In full and without alteration, write out the records.

%%

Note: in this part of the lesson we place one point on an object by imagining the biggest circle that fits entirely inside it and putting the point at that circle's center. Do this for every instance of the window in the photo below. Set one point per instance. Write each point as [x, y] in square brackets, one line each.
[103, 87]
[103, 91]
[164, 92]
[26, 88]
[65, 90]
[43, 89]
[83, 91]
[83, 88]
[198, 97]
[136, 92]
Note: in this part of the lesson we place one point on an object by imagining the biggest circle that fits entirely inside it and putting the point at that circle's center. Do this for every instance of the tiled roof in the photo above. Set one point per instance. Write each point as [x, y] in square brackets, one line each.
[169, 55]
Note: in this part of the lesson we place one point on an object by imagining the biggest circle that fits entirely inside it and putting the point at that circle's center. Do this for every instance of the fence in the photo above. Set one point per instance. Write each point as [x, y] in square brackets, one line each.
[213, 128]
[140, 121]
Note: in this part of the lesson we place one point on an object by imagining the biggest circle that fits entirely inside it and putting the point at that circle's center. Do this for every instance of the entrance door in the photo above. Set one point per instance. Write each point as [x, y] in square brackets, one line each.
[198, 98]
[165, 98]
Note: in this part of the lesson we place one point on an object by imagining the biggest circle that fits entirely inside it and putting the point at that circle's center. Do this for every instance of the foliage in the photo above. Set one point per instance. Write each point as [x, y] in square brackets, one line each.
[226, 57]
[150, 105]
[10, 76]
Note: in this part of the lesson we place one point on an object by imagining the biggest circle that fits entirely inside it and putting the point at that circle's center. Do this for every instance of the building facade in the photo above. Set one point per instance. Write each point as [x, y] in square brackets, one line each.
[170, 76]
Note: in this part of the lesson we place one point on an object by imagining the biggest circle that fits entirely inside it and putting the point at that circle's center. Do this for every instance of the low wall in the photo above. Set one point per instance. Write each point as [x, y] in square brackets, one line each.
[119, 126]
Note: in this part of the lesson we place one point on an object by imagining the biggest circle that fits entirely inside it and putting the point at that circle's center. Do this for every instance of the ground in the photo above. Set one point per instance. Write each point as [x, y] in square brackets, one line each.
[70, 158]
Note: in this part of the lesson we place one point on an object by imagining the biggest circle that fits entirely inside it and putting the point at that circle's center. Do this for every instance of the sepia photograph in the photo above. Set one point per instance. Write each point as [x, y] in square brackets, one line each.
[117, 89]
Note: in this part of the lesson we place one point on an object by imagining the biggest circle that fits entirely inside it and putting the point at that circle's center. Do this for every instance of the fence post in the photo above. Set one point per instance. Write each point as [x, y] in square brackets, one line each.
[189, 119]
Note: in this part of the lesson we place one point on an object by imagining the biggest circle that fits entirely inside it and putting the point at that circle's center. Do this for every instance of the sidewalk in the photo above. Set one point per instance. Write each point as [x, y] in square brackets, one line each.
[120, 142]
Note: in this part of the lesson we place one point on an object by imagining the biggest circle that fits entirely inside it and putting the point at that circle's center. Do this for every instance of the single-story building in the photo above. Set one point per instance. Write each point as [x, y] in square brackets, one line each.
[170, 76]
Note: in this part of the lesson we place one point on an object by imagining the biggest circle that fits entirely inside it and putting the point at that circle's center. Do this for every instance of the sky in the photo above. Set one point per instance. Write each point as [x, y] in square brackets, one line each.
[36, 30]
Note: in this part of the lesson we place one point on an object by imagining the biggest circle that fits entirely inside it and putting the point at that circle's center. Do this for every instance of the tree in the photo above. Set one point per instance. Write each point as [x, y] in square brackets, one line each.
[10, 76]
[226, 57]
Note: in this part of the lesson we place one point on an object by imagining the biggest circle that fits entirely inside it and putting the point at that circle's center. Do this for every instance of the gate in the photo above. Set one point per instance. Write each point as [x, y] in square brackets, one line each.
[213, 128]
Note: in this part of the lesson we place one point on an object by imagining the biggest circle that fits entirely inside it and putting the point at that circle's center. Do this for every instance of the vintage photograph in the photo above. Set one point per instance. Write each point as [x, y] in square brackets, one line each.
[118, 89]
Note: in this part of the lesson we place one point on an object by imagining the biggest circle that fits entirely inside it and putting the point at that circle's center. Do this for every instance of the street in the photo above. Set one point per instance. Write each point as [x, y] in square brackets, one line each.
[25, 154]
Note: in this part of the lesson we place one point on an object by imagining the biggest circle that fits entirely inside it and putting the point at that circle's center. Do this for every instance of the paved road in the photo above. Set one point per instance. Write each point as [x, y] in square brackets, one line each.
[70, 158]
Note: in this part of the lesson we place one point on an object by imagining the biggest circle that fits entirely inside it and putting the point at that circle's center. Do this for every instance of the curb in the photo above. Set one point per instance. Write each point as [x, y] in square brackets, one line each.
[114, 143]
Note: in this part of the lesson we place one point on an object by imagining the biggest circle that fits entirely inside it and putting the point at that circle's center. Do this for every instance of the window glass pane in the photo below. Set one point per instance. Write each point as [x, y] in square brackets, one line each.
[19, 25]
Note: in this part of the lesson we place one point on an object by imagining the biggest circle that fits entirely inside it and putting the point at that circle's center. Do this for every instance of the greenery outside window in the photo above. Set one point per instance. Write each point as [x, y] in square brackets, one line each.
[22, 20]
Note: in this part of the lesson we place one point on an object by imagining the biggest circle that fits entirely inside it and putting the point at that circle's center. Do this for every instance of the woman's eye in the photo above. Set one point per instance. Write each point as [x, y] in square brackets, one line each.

%%

_WRITTEN RESPONSE_.
Note: in this part of the lesson we place one point on an object by imagining the biggest circle that fits entirely inside it and putting the point at that circle's center. Do this for every instance of the window in the photo below. Set one point per instance. Write each point as [x, y] in square brackets, one line each.
[103, 87]
[103, 91]
[164, 92]
[26, 88]
[65, 90]
[43, 89]
[83, 91]
[83, 88]
[198, 97]
[136, 92]
Note: in this part of the lesson we place one point on an object by imagining the biggest circle that fits entirely inside it and putting the point at that circle's center. Do this for every instance of the tiled roof in the photo above. Set one point per instance. Write each point as [x, y] in square brackets, one line each.
[169, 55]
Note: in this part of the lesson we place one point on an object by imagining the biggest circle that fits entirely inside it and putting the point at that circle's center. Do this for every instance of the fence in the photo above. Set one point per instance. Write each point as [x, y] in square brackets, one line each.
[213, 128]
[140, 121]
Note: in this part of the lesson we place one point on an object by imagining the biggest circle that fits entirely inside it and putting the point at that circle's center. Do this for every instance of the entrance door in the photo above. Set one point per instance. Write each point as [x, y] in square brackets, one line each.
[198, 98]
[165, 98]
Note: in this part of the lesson we place one point on an object by imagining the biggest circle that fits entirely inside it and putting the point at that circle's center. Do this for every instance of the foliage in the photo above. Set one point per instance. Write each point as [x, y] in square brackets, one line each.
[226, 57]
[150, 105]
[10, 76]
Note: in this part of the lesson we place one point on an object by imagining the biggest circle that fits entirely inside it and putting the point at that circle's center. Do this for every instance of the building facade in the photo above. Set one point per instance. Write each point as [x, y] in square brackets, one line each.
[170, 76]
Note: in this part of the lesson we place one point on an object by imagining the biggest circle that fits entirely inside it and putting the point at that circle's center. Do this for every instance of the low wall in the photo above. Set one point per instance. Write each point as [x, y] in square brackets, one line each.
[119, 126]
Note: in this part of the lesson we place one point on an object by imagining the biggest circle that fits entirely inside it and putting the point at that circle's center. Do this for every instance of the ground in the photo above. Set one point per instance. Write each point as [x, y] in square brackets, one line each.
[70, 158]
Note: in this part of the lesson we place one point on an object by imagining the biggest circle that fits entirely inside it and putting the point at that circle's center. Do this for every instance of the sepia photograph in the photo above. Set one point per instance. Write each point as [x, y] in square brackets, one line each.
[117, 89]
Note: in this part of the lesson we place one point on an object by imagining the biggest circle that fits entirely inside it and putting the point at that circle's center. Do this for every instance of the fence post in the photo above. Set one point per instance. Write each point as [x, y] in square brackets, one line each.
[189, 119]
Note: in this part of the lesson we place one point on an object by imagining the biggest circle that fits entirely inside it and putting the point at that circle's center. Do this for every instance of the sidewalk in the photo above. Set one point per instance. Write each point as [x, y] in square brackets, one line each.
[120, 142]
Note: in this part of the lesson we place one point on an object by imagining the biggest circle that fits entirely inside it and putting the point at that circle's center. Do this for every instance of the single-story building in the photo above. Set one point per instance. Write each point as [x, y] in square brackets, one line each.
[170, 76]
Note: in this part of the lesson we place one point on an object by imagining the biggest circle that fits entirely inside it and putting the point at that circle's center. Do this for every instance of the sky in the photo above. Set one point per instance. Write each point as [x, y] in square brackets, one line each.
[36, 30]
Note: in this part of the lesson we place one point on an object by imagining the biggest circle that fits entirely inside it and putting the point at that circle's center. Do this for every instance of the tree in the photo above. Set one point per instance. Write each point as [x, y] in square brackets, one line each.
[10, 76]
[226, 57]
Note: in this part of the lesson we place one point on an object by imagining the biggest circle that fits entirely inside it and putting the point at that circle's center. Do this for every instance of the gate in the photo above. Set one point per instance. Write each point as [x, y] in square brackets, one line each.
[213, 128]
Note: in this part of the lesson we place one point on an object by imagining the biggest circle that fits entirely inside it and putting the point at that circle's center. Do this for every instance of the vintage photograph in the photo above. Set one point per instance. Write each point as [x, y] in square brackets, one line each.
[118, 89]
Note: in this part of the lesson we place one point on an object by imagining the biggest circle that fits entirely inside it and putting the point at that circle's center. Do this for every instance of the street in the photo above. Set one point per instance. Write each point as [x, y] in square brackets, one line each.
[25, 154]
Note: in this part of the lesson we place one point on an object by imagining the biggest circle that fits entirely inside it and putting the point at that circle's center. Do this for every instance of the paved road in the photo above. Set one point per instance. Write each point as [x, y] in square brackets, one line each.
[70, 158]
Note: in this part of the lesson we place one point on an object by imagining the biggest circle that fits entirely inside it and putting the point at that circle's center. Do this for every instance of the curb in the photo above. Set one point per instance. Write each point as [x, y] in square brackets, one line each.
[114, 143]
Note: in this part of the lesson we place one point on an object by imagining the biggest circle that fits entirely inside it and putting the point at that circle's center. Do this for every instance of the window glass pane in the photo below. Set one point per instance. Write each point as [x, y] in square brackets, one line each.
[19, 25]
Note: in this part of the lesson we place one point on an object by imagining the biggest circle that fits entirely inside it and putting the point at that circle's center. Do this for every instance of the greenery outside window in the photo above. Set one point per instance. Write each point as [x, y] in square brackets, one line each.
[22, 20]
Note: in this part of the lesson we place one point on an object by imagining the biggest circle that fits entirely inside it and putting the point at that circle's center. Do this for every instance of the woman's eye in the photo above. Set one point per instance. Write each point as [x, y] in square brackets, one line each.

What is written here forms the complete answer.